▶ Trabalho solicitado:
A – Segundo o texto sobre determinismo, como Leite se coloca?
B – Transcreva o trecho do texto sobre determinismo entre "Essa pergunta se" e "em seu discurso.", inclusive.
C – Retome o texto sobre determinismo a partir de onde ele para.

▶ Texto:
• • • • • • •

Essa pergunta se faz ainda mais presente quando o autor admite uma campanha apriorística de detonação de toda e qualquer forma de determinismo. Uma premissa perigosa, sobretudo para quem vai a seguir contrariar os que supostamente não seguem conclusões compatíveis com dados empíricos confirmados. Se é possível admirar o viés humanista desse pressuposto, é igualmente possível criticá-lo. Não faz parte da prática científica saudável ter uma conclusão irrefutável antes mesmo de colocá-la à prova, e Leite tenta sair à francesa desse paradoxo embutido em seu discurso.

A despeito das contradições (que, de novo, existem tanto no discurso que ele combate quanto no que ele propõe como substituto), é compreensível a posição assumida. É algo como os ambientalistas radicais, que, por mais que sejam indefensáveis por si mesmos, estabelecem um equilíbrio importante contra os consumidores mais vorazes e inconseqüentes dos recursos terrestres. No caso em questão, Leite se coloca como um antideterminista radical, num mundo sobrecarregado de determinismos baratos e indefensáveis -- uma função legítima.

Mas talvez a atitude mais saudável seja pensar de forma menos inflexível, evocando a noção de domínio de aplicabilidade. É fato que, em alguns casos (até agora a minoria absoluta), um gene (um pedaço de DNA) pode ter uma influência muito clara, inevitável e linear no resultado final do desenvolvimento do organismo. Por si só, isso prova que há circunstâncias em que o determinismo mais rasteiro é uma premissa válida.

Não perdendo isso de vista, parece menos desonesto que os cientistas apostem, como hipótese de trabalho, em mecanismos deterministas -- eles não deveriam mesmo se preocupar com o quanto isso pode afetar o orgulho humano, mas simplesmente com a navalha de Occam, que exige a máxima simplicidade possível.

• • • • • • •

▶ Trecho dos dados:

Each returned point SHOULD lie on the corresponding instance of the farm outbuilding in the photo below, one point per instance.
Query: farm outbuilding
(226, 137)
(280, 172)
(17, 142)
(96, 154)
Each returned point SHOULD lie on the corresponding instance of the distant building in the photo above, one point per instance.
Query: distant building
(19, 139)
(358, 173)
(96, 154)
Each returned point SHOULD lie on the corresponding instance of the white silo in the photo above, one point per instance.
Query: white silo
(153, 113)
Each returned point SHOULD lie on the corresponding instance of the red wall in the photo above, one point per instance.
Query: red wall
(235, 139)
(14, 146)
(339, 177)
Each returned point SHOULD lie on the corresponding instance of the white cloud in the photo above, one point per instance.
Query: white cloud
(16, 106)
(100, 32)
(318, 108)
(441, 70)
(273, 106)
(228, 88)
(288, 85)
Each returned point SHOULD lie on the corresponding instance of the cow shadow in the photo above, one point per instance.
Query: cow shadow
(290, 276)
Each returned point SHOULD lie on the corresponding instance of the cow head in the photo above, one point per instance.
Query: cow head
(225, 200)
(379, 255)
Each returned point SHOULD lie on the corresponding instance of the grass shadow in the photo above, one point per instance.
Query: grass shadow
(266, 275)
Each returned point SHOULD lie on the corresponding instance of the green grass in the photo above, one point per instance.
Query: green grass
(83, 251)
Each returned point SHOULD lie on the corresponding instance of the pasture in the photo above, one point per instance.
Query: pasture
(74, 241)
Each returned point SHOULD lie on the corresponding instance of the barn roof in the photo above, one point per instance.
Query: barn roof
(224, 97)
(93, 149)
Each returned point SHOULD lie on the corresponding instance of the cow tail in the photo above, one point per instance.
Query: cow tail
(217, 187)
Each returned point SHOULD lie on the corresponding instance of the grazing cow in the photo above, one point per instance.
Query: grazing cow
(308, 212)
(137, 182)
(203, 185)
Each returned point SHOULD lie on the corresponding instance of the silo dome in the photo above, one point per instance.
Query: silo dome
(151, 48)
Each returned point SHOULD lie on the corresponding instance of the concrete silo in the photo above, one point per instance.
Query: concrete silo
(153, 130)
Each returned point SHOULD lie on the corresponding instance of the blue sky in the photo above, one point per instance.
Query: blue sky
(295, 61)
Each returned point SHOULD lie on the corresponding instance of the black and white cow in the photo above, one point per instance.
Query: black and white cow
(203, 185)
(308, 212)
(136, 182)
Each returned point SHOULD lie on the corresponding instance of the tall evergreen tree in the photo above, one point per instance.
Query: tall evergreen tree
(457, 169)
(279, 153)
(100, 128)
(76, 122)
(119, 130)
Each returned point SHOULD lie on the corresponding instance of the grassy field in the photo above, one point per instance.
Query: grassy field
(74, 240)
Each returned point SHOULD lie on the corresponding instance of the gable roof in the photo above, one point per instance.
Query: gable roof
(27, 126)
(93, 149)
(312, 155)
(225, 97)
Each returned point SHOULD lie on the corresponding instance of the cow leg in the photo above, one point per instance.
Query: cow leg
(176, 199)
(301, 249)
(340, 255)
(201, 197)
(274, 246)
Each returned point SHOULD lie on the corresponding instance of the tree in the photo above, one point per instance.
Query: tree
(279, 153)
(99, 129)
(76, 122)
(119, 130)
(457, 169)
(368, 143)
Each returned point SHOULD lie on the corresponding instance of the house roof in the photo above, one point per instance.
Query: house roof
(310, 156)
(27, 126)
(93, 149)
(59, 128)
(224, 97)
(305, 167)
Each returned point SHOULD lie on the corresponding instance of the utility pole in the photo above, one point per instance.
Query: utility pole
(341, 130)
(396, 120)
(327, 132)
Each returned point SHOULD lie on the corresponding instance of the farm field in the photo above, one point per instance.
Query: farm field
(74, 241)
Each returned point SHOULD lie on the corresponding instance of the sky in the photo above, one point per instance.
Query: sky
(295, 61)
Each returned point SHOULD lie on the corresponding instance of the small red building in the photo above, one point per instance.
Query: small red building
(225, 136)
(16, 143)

• • • • • • •

▶ Respostas dadas:
A – Como um antideterminista radical.

B –
Essa pergunta se faz ainda mais presente quando o autor admite uma campanha apriorística de detonação de toda e qualquer forma de determinismo. Uma premissa perigosa, sobretudo para quem vai a seguir contrariar os que supostamente não seguem conclusões compatíveis com dados empíricos confirmados. Se é possível admirar o viés humanista desse pressuposto, é igualmente possível criticá-lo. Não faz parte da prática científica saudável ter uma conclusão irrefutável antes mesmo de colocá-la à prova, e Leite tenta sair à francesa desse paradoxo embutido em seu discurso.

C –
Como criticar, por exemplo, Albert Einstein, por ter usado sua teoria da gravidade para tentar explicar a evolução do Universo? Claramente, a gravidade não era a única força existente, mas ele achou que o "determinismo gravitacional" era um bom caminho para entender o ambiente cosmológico. Hoje, graças a avanços nas observações astronômicas, sabemos até que existe uma força misteriosa (a energia escura) que age às avessas da gravidade e influencia até com mais intensidade a evolução do Universo. Mas não percamos de vista que foi graças à hipótese inicial -- a do determinismo gravitacional -- que chegamos ao atual estado de entendimento.

O mesmo se dá com os estudos do desenvolvimento dos organismos biológicos e sua relação com o determinismo genético. Embora seja verdadeiro apenas para pouquíssimos casos, o determinismo foi uma premissa científica útil até mesmo para diminuir sua própria importância -- é a magia do sistema de auto-correção da ciência (que não é tão bom quanto os cientistas dizem, mas também não é tão ruim quanto os críticos afirmam).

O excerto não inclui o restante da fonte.